■ SET PROBLEM A
Reproduce the stored entries below line for line, without changing anything.
-- START OF SOURCE --
Algorithm


Problem Name: Data Structures - Subtrees And Paths

Problem Link: https://www.hackerrank.com/challenges/subtrees-and-paths/problem?isFullScreen=true

In this HackerRank in Data Structures - Subtrees And Paths solutions,

Given a rooted tree of N nodes, where each node is uniquely numbered in between [1..N]. The node 1 is the root of the tree. Each node has an integer value which is initially 0.

You need to perform the following two kinds of queries on the tree:

 

  • add t value: Add value to all nodes in subtree rooted at t
  • max a b: Report maximum value on the path from a to b

Input Format

First line contains N, number of nodes in the tree. Next N-1 lines contain two space separated integers x and y which denote that there is an edge between node x and node y.
Next line contains Q, the number of queries to process.
Next Q lines follow with either add or max query per line.

Constraints

1 <= N <= 10**5

1 <= Q <= 10**5

1 <= t,a,b,x,y <= N

x not= y

-10**4 <= value <= 10**4

Output Format

For each max query output the answer in a separate line.

Sample Input

5
1 2
2 3
2 4
5 1
6
add 4 30
add 5 20
max 4 5
add 2 -20
max 4 5
max 3 4

Sample Output

30
20
10

Explanation

In the test case we have the following tree:

Initially all node values are zero.
-- END OF SOURCE --
-- START OF DATA FOR THIS EXERCISE --
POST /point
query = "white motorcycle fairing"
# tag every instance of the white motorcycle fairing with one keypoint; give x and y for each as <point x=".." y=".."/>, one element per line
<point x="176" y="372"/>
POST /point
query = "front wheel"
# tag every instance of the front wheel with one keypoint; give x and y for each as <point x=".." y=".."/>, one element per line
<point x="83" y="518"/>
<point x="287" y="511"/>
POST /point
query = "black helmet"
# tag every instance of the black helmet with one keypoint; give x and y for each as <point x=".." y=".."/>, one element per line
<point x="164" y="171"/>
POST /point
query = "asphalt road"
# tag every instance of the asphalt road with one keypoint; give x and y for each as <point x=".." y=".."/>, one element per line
-- END OF DATA FOR THIS EXERCISE --
■ SET PROBLEM B
List every edge given in the sample input of the subtrees and paths problem, written as the pair of node numbers shown for it.

■ EXPECTED OUTPUT A
POST /point
query = "white motorcycle fairing"
# tag every instance of the white motorcycle fairing with one keypoint; give x and y for each as <point x=".." y=".."/>, one element per line
<point x="176" y="372"/>
POST /point
query = "front wheel"
# tag every instance of the front wheel with one keypoint; give x and y for each as <point x=".." y=".."/>, one element per line
<point x="83" y="518"/>
<point x="287" y="511"/>
POST /point
query = "black helmet"
# tag every instance of the black helmet with one keypoint; give x and y for each as <point x=".." y=".."/>, one element per line
<point x="164" y="171"/>
POST /point
query = "asphalt road"
# tag every instance of the asphalt road with one keypoint; give x and y for each as <point x=".." y=".."/>, one element per line

■ EXPECTED OUTPUT B
1 2
2 3
2 4
5 1